* _Excerpt provided_
_ _ _ _ _
Duplessis has been creating art “informed by history and culture” for the last 6 or 7 years, she said.

The scope of her work encompasses more than just an image. She researches history, using her medium to tell people’s stories. “I firmly believe we need to hear each other’s stories. Everyone is relevant,” she said. Those represented in “Negro Stories” are stories about discrimination.

“It’s powerful to acknowledge that we don’t have history figured out,” she said. “If history is unchanged, then we ignore the possibility for us to be more connected than we are.”

Duplessis said as people begin to unpack these stories with compassion and love, the focus becomes history, culture and healing.

She said her life’s work is mindful, in the sense that she is representing the voices of the unseen, children and those whose lives have already been lost, elevating the voices of marginalized people. She spends six months doing research and then she collects the stories to support the research. She said, “It’s not just an artist interpretation, it’s actual truth because its someone’s real story.”

So why does she want to bring an art show from a large city like Denver to a rural East Mountain community like Edgewood?

“What is extraordinary about partnering with media, is that they advocate for the people with everyday things,” she said, adding, “I am from a small town in the South and I remember my grandfather reading the paper. I love edifying rituals.”

Duplessis and The Independent’s editor and publisher, Leota Harriman, were brought together by an intensive business training program by and for women in Albuquerque several years ago, indirectly. A mutual friend introduced them.
_ _ _ _ _
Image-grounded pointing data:
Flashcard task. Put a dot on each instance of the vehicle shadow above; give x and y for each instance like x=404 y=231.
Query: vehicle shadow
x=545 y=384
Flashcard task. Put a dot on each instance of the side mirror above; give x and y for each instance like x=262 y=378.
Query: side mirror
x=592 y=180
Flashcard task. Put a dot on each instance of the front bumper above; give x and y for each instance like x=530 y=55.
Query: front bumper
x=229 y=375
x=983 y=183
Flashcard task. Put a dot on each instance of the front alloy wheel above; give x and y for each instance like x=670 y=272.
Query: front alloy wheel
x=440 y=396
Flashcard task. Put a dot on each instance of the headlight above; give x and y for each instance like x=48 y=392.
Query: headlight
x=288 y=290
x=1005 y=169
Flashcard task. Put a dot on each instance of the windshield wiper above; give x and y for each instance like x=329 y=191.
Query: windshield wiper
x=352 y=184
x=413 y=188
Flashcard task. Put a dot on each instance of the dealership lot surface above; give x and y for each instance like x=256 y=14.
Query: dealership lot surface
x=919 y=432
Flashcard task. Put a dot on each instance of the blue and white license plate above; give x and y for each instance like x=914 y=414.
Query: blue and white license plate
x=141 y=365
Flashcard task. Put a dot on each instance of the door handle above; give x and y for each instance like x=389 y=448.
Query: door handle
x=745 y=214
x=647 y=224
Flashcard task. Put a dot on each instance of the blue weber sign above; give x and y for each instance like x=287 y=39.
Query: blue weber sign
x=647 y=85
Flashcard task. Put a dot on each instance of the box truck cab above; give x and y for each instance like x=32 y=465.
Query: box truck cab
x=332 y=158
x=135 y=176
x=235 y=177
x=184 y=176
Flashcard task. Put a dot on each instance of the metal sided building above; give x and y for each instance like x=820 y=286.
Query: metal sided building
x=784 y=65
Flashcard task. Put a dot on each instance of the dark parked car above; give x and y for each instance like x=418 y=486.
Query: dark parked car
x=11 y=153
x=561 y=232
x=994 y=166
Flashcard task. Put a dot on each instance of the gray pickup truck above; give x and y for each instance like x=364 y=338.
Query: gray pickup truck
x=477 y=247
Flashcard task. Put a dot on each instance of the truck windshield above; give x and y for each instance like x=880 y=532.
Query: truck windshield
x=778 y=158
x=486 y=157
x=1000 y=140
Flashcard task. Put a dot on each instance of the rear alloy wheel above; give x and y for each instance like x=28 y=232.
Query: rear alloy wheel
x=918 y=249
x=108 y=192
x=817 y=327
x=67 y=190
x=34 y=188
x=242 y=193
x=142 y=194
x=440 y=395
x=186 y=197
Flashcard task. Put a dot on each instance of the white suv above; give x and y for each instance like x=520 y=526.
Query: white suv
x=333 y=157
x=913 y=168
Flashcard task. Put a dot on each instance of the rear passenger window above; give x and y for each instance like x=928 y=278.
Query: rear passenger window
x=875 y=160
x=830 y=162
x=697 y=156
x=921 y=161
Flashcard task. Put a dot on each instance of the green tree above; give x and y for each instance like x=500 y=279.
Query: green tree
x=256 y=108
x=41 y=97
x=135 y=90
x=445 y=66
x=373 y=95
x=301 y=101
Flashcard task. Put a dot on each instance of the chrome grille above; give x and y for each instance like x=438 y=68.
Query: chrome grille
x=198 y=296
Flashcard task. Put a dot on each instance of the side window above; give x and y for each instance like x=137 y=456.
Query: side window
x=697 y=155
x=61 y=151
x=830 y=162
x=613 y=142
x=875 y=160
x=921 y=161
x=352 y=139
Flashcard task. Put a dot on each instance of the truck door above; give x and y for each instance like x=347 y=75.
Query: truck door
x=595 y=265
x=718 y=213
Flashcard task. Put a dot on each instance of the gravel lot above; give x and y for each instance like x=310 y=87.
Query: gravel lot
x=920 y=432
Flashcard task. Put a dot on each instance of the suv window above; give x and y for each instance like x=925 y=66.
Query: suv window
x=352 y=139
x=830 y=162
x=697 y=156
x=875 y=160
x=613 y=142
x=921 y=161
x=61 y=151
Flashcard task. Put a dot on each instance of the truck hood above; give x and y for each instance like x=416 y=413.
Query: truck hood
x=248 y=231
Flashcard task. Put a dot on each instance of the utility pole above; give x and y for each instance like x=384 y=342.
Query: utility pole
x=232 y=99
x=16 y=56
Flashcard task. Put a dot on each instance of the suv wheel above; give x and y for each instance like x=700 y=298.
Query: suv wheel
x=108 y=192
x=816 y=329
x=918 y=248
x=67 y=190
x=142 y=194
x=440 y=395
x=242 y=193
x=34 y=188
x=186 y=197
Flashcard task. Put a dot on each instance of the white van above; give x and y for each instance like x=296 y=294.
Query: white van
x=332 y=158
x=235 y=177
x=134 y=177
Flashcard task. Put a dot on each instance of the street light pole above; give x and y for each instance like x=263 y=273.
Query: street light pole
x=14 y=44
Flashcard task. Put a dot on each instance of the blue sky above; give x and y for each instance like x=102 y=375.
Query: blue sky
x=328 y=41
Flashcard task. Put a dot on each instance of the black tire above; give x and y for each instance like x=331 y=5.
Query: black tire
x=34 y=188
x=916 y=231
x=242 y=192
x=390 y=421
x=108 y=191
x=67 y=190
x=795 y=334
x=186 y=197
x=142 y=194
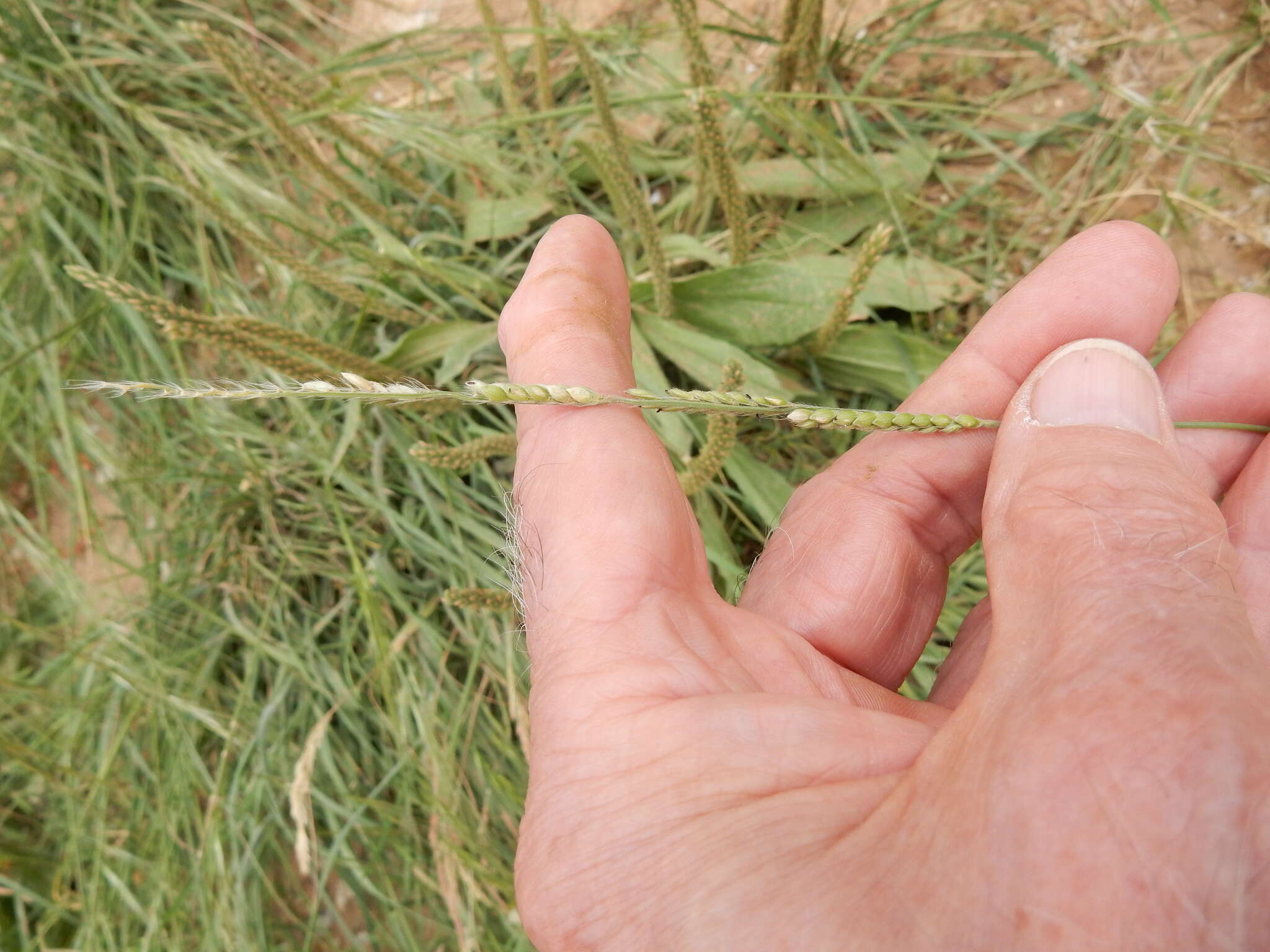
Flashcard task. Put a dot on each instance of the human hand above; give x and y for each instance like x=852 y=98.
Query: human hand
x=1093 y=769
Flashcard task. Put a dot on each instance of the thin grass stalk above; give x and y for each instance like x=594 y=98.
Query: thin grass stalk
x=479 y=599
x=228 y=59
x=690 y=25
x=298 y=266
x=672 y=400
x=230 y=338
x=870 y=253
x=506 y=75
x=646 y=226
x=271 y=81
x=311 y=347
x=721 y=438
x=543 y=66
x=723 y=173
x=701 y=75
x=465 y=455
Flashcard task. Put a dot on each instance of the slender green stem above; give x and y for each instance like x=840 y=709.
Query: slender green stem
x=1212 y=426
x=673 y=400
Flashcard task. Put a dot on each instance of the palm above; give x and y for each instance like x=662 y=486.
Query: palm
x=708 y=776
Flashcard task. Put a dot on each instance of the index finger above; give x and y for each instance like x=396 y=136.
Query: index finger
x=601 y=521
x=860 y=568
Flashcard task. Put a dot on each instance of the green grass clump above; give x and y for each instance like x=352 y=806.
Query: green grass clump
x=248 y=695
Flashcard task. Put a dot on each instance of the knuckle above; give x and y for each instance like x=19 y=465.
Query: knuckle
x=1121 y=507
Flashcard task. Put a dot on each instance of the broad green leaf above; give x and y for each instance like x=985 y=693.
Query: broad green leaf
x=672 y=428
x=703 y=357
x=721 y=550
x=881 y=358
x=907 y=168
x=690 y=248
x=763 y=489
x=775 y=304
x=814 y=177
x=492 y=219
x=826 y=229
x=451 y=342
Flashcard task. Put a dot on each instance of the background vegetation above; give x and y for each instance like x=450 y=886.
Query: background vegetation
x=235 y=710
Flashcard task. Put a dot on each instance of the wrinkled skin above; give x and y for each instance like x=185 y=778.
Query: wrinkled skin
x=1093 y=770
_ _ _ _ _
* _Work to complete_
A) In the text about the artist Duplessis, how long does she spend on research before collecting the stories?
B) Continue the text about the artist Duplessis from the end of its final sentence.

* _Task-by-task answers_
A) Six months.

B)
“I wanted art on the walls in our gallery space at the office,” Harriman said, adding, “I started off with sort of a selfish motive initially. The pandemic interrupted our regular exhibitions. Once Chloe and I started talking about her art, we decided to add a panel discussion.”

The newspaper has a gallery wall space and had hosted regular exhibitions of work by members of the Route 66 Arts Alliance, which was interrupted by COVID-19, meaning the IndependArt space has been vacant for more than a year.

“Art is fundamentally about communication, and it reaches people in a different way and on a different level than the written word,” Harriman said.

The purpose of the panel was to bring together a diverse group of local people with a willingness and commitment to have a respectful conversation with people they may not agree with.

The role of the newspaper was to provide the forum to have difficult conversations in a respectful and compassionate way, a step in reaching out to neighbors, and to present something different than a hyper-politicized fight, Harriman said.

The panel discussion was livestreamed on The Independent’s Facebook page. Harriman’s interview with the artist about the exhibition and panel discussion is available on YouTube.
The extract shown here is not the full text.